◆ 任务目标
请照抄下方记录中的这几行，不多不少：从含有“Put a dot on each instance of the fingernail”的那一行起，到含有“column 895, row 81”的那一行止，首尾两行都包括在内。

------------------------

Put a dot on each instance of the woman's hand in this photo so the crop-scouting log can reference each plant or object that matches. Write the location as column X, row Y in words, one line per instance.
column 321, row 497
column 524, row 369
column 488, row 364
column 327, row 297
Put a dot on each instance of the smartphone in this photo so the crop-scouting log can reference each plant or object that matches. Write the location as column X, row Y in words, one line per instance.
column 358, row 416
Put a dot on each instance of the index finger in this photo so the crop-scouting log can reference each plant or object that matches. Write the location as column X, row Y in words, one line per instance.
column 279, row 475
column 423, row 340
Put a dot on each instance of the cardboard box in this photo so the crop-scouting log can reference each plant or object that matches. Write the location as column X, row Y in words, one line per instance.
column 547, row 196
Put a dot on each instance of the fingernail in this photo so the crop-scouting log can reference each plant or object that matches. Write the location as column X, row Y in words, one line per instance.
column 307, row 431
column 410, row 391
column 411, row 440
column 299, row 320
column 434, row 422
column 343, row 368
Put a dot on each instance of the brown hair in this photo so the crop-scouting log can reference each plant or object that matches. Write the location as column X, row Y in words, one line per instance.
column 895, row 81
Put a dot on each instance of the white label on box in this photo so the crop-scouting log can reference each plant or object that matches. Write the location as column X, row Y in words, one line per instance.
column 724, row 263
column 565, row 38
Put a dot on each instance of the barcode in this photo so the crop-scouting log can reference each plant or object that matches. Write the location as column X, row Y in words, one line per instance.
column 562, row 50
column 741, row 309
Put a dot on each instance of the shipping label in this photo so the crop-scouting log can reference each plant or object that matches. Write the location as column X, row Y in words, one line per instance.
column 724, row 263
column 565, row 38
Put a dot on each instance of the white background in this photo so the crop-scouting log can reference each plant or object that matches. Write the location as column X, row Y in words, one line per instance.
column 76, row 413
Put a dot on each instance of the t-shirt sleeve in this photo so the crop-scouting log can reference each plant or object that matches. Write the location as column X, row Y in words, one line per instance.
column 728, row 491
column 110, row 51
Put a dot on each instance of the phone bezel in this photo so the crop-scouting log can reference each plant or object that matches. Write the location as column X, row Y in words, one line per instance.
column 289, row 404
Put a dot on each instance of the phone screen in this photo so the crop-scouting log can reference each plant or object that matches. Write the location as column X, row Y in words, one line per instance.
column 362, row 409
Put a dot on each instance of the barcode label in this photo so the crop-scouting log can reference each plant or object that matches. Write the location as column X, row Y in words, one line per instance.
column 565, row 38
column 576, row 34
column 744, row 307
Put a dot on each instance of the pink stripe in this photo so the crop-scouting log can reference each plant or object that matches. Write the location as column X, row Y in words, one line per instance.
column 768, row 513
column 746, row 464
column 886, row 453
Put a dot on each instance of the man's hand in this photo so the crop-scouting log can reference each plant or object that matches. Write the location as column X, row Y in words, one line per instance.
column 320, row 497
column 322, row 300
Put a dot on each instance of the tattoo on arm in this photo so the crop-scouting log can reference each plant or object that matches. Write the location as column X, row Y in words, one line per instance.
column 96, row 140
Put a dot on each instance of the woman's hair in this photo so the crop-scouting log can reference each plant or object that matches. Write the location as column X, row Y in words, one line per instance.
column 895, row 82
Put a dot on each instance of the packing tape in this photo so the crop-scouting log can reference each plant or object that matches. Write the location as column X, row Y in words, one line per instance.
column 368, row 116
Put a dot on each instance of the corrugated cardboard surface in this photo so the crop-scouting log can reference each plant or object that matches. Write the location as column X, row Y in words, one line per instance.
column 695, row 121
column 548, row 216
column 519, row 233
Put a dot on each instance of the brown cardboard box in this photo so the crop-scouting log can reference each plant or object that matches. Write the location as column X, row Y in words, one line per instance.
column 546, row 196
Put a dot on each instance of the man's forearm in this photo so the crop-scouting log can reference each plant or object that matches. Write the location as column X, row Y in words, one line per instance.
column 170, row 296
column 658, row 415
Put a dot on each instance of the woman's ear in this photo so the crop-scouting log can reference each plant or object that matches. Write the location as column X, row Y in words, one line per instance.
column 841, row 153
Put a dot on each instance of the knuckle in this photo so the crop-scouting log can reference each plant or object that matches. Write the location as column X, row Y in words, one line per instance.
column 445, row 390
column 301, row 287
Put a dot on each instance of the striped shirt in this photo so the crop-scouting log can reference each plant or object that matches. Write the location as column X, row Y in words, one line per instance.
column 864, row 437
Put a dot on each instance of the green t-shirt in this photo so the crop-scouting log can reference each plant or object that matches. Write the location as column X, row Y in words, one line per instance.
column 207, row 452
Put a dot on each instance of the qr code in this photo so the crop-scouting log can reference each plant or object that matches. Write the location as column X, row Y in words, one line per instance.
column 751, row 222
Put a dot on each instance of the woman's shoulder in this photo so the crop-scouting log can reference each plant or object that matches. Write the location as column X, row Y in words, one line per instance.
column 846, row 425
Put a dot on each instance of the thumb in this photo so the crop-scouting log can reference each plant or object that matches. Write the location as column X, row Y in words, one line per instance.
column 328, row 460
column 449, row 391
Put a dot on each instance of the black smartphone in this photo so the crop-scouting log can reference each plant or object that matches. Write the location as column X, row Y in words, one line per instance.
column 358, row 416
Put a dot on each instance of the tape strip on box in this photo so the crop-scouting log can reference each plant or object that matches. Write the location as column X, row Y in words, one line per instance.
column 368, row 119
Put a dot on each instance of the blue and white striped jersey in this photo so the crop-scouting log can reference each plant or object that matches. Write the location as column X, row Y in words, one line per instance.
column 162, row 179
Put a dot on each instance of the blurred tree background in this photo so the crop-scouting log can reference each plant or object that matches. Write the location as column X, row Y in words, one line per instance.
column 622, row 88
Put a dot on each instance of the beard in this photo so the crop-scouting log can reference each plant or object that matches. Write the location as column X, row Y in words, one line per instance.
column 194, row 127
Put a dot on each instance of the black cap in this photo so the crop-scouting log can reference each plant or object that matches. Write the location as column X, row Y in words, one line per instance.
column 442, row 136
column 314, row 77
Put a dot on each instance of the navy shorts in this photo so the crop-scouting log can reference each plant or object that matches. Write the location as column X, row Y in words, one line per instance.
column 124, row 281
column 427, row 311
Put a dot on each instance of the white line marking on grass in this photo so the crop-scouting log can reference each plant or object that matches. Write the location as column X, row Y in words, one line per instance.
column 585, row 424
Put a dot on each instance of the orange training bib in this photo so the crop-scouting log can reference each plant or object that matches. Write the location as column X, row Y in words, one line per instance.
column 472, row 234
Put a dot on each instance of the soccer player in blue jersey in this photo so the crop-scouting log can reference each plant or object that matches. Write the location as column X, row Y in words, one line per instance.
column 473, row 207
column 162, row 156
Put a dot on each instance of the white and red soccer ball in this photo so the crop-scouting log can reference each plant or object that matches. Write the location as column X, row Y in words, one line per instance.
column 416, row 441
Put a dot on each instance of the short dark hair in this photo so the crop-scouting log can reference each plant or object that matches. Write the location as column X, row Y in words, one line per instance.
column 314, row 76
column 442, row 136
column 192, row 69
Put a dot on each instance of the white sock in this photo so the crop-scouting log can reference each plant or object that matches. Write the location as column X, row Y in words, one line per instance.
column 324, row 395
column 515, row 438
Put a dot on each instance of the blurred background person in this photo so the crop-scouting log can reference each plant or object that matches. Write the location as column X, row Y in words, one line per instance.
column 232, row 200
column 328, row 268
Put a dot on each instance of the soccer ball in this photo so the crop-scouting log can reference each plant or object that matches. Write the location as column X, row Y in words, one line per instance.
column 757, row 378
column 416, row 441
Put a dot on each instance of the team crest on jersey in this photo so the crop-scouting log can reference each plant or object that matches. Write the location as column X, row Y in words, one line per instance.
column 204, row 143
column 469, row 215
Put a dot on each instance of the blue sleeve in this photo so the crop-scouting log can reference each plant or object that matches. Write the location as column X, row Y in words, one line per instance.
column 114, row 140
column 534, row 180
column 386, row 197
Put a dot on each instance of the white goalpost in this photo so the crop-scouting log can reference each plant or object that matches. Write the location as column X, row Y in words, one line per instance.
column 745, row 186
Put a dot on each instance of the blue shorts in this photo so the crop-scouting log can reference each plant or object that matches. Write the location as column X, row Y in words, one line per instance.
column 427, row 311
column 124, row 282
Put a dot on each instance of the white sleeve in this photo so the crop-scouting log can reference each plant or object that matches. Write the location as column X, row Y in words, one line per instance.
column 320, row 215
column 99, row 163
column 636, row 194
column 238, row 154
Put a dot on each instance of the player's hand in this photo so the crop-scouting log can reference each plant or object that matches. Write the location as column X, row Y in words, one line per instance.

------------------------

◆ 任务解答
Put a dot on each instance of the fingernail in this photo so the crop-scouting log can reference each plant or object that matches. Write the location as column X, row Y in words, one line per instance.
column 307, row 431
column 410, row 391
column 411, row 440
column 299, row 320
column 434, row 422
column 343, row 368
Put a dot on each instance of the brown hair in this photo so the crop-scouting log can reference each plant or object that matches. Write the location as column X, row Y in words, one line per instance.
column 895, row 81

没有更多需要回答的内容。